• [EXERCISE PROMPT] Update the data below by changing every "one point per instance" to "one point for each instance" and keeping everything else the same.

• [DATA EXTRACT]
+===+

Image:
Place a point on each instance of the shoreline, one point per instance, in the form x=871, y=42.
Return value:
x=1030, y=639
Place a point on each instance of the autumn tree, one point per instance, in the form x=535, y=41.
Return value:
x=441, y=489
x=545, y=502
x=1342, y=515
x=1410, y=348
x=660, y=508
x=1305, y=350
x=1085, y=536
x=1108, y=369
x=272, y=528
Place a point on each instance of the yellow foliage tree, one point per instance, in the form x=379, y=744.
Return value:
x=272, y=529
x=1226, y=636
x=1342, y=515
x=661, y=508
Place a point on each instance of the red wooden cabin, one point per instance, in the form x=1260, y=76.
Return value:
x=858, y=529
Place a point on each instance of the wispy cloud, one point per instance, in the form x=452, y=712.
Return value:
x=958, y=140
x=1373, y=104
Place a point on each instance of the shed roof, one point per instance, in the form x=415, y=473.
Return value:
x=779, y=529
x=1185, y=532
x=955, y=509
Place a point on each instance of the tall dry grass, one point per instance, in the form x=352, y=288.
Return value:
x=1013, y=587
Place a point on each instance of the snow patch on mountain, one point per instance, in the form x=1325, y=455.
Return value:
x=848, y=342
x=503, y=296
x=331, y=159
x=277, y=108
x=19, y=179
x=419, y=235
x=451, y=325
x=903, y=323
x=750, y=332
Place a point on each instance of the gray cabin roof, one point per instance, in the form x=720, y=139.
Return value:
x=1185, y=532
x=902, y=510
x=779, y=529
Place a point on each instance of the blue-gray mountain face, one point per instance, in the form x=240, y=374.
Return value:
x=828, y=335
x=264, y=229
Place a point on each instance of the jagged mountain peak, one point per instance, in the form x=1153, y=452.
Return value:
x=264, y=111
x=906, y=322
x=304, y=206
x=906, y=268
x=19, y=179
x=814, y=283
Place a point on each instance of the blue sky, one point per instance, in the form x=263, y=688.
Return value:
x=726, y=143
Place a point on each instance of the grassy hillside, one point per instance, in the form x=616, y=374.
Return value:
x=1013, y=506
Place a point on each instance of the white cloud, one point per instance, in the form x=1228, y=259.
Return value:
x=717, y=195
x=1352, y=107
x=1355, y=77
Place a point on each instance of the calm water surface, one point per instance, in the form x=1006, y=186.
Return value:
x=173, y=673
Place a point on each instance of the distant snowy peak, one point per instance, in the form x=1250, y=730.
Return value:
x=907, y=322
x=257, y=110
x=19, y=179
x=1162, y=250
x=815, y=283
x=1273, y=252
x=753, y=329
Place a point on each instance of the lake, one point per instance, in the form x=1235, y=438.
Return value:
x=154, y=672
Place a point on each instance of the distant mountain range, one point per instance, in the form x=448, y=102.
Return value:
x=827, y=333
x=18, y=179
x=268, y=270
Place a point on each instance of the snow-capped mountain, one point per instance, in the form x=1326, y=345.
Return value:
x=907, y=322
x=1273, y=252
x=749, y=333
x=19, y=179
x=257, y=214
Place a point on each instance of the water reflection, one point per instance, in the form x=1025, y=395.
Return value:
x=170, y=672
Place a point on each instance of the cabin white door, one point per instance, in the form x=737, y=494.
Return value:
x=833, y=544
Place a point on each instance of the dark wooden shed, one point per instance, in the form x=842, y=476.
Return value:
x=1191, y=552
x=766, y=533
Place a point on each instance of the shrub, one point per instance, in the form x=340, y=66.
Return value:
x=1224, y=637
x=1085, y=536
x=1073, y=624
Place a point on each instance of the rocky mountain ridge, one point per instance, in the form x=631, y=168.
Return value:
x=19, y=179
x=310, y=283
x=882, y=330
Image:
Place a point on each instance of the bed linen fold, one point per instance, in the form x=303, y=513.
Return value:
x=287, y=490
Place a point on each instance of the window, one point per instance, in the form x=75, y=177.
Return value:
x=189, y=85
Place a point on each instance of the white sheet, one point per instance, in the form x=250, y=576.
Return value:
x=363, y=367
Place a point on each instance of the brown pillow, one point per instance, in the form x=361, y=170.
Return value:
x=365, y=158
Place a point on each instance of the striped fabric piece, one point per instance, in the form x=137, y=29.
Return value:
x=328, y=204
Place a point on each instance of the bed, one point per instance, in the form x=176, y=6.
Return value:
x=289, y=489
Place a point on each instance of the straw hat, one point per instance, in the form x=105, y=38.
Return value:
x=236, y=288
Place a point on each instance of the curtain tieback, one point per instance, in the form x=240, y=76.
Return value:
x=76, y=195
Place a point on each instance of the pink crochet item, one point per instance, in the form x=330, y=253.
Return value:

+===+

• [OUTPUT BELOW]
Image:
Place a point on each instance of the shoreline, one point for each instance, in the form x=871, y=42.
Return value:
x=1030, y=639
Place a point on each instance of the autumn tree, one point for each instance, in the form x=535, y=41.
Return value:
x=441, y=489
x=545, y=502
x=1342, y=515
x=1410, y=348
x=660, y=508
x=1305, y=350
x=1085, y=536
x=1108, y=369
x=272, y=528
Place a point on each instance of the yellow foliage tree, one point for each instance, in the form x=379, y=744.
Return value:
x=272, y=529
x=1226, y=636
x=1342, y=515
x=661, y=508
Place a point on each instance of the red wooden cabin, one point for each instance, in the form x=1260, y=76.
Return value:
x=858, y=529
Place a point on each instance of the wispy cloud, one point for each instance, in the form x=452, y=712.
Return value:
x=958, y=140
x=1373, y=104
Place a point on each instance of the shed roof, one point for each instance, in the form x=415, y=473.
Return value:
x=779, y=529
x=1185, y=532
x=955, y=509
Place a point on each instance of the tall dry grass, one point for each instance, in the form x=352, y=288.
Return value:
x=1013, y=587
Place a point on each instance of the snow patch on mountain, one point for each instance, in the form x=1325, y=455.
Return value:
x=848, y=342
x=503, y=296
x=331, y=159
x=277, y=108
x=19, y=179
x=419, y=235
x=451, y=325
x=903, y=323
x=750, y=332
Place a point on each instance of the gray cabin roof, one point for each instance, in the form x=720, y=139.
Return value:
x=1185, y=532
x=902, y=510
x=779, y=529
Place a point on each instance of the blue-gray mountain face, one point for each instance, in the form x=240, y=374.
Return value:
x=828, y=335
x=264, y=229
Place a point on each instance of the jagged mountain peak, one point for each instance, in the form x=1153, y=452.
Return value:
x=264, y=111
x=906, y=322
x=304, y=206
x=906, y=268
x=19, y=179
x=814, y=283
Place a point on each instance of the blue sky, one point for each instance, in the form x=263, y=688.
Return value:
x=726, y=143
Place a point on each instance of the grassy hillside, one point for each instance, in the form x=616, y=374.
Return value:
x=1013, y=506
Place a point on each instance of the white cloud, one point for each instance, in the form x=1228, y=259.
Return value:
x=717, y=195
x=1352, y=107
x=1355, y=77
Place a point on each instance of the calm water surface, one point for each instance, in the form x=1006, y=186.
Return value:
x=173, y=673
Place a point on each instance of the distant snowy peak, one point for each instance, in the form x=1250, y=730.
Return value:
x=907, y=322
x=257, y=110
x=19, y=179
x=1162, y=250
x=815, y=283
x=1273, y=252
x=753, y=329
Place a point on each instance of the lake, one point for each instance, in the form x=1235, y=438.
Return value:
x=154, y=672
Place a point on each instance of the distant mountain range, one point for each instance, in the form x=448, y=102.
Return value:
x=827, y=333
x=18, y=179
x=268, y=270
Place a point on each instance of the snow-capped mountain, one point for each instance, in the form x=1326, y=345.
Return value:
x=907, y=322
x=1273, y=252
x=749, y=333
x=19, y=179
x=257, y=214
Place a point on each instance of the water reflection, one point for each instance, in the form x=1025, y=395.
Return value:
x=170, y=672
Place a point on each instance of the cabin white door, one point for each instance, in the form x=737, y=494.
Return value:
x=833, y=544
Place a point on each instance of the dark wooden shed, one point for each instance, in the form x=842, y=476.
Return value:
x=1191, y=552
x=766, y=533
Place a point on each instance of the shrub, one point for each instance, in the form x=340, y=66.
Return value:
x=1224, y=637
x=1085, y=536
x=1073, y=624
Place a point on each instance of the rocky mountain ridge, one point for each instance, in the form x=631, y=168.
Return value:
x=19, y=179
x=310, y=283
x=882, y=330
Image:
Place a point on each instance of the bed linen fold, one point for each instance, in the form x=303, y=513.
Return value:
x=287, y=490
Place a point on each instance of the window, one point for each instance, in the form x=75, y=177.
Return value:
x=189, y=85
Place a point on each instance of the white sheet, one point for each instance, in the form x=250, y=576.
Return value:
x=363, y=367
Place a point on each instance of the brown pillow, one point for each instance, in the form x=361, y=170.
Return value:
x=365, y=158
Place a point on each instance of the striped fabric piece, one point for each instance, in the form x=137, y=29.
Return value:
x=328, y=204
Place a point on each instance of the bed, one point for each instance, in the form x=176, y=6.
Return value:
x=289, y=489
Place a point on each instance of the straw hat, one point for each instance, in the form x=105, y=38.
Return value:
x=236, y=288
Place a point on each instance of the curtain tieback, one point for each instance, in the form x=240, y=76.
Return value:
x=76, y=195
Place a point on each instance of the pink crochet item, one point for each instance, in the form x=330, y=253.
Return value:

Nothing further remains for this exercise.